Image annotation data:
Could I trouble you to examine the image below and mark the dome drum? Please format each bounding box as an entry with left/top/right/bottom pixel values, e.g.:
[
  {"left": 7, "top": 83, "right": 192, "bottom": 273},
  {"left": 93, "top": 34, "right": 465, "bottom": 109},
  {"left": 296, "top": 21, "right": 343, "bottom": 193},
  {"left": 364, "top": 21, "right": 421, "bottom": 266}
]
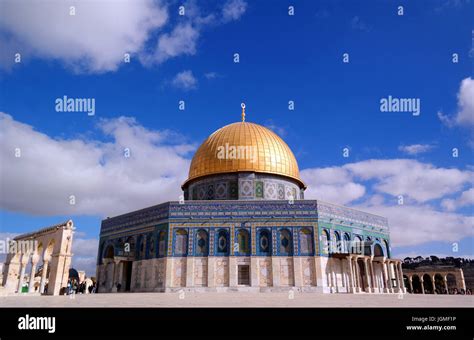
[
  {"left": 185, "top": 172, "right": 304, "bottom": 200},
  {"left": 182, "top": 122, "right": 306, "bottom": 200}
]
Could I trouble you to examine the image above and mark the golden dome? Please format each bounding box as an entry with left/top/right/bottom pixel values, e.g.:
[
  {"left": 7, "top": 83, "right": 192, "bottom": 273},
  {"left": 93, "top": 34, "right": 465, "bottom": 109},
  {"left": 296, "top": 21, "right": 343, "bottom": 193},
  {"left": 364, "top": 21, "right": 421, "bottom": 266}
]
[{"left": 183, "top": 116, "right": 305, "bottom": 187}]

- [Required work] Reproduce everything from the line containing "Could I trouble you to examine the image above" down to the end of the rows, request text included. Increase each bounding-box coordinate in the answer by 68, and leave the sample values in the request unchanged.

- [Exercise solution]
Could I trouble you to examine the image above and mark the golden dome? Please format each bounding box as an entry with left/top/right/bottom pixel values, e.g.:
[
  {"left": 7, "top": 83, "right": 192, "bottom": 273},
  {"left": 93, "top": 34, "right": 465, "bottom": 109},
  {"left": 296, "top": 21, "right": 343, "bottom": 193},
  {"left": 364, "top": 21, "right": 421, "bottom": 266}
]
[{"left": 251, "top": 184, "right": 373, "bottom": 255}]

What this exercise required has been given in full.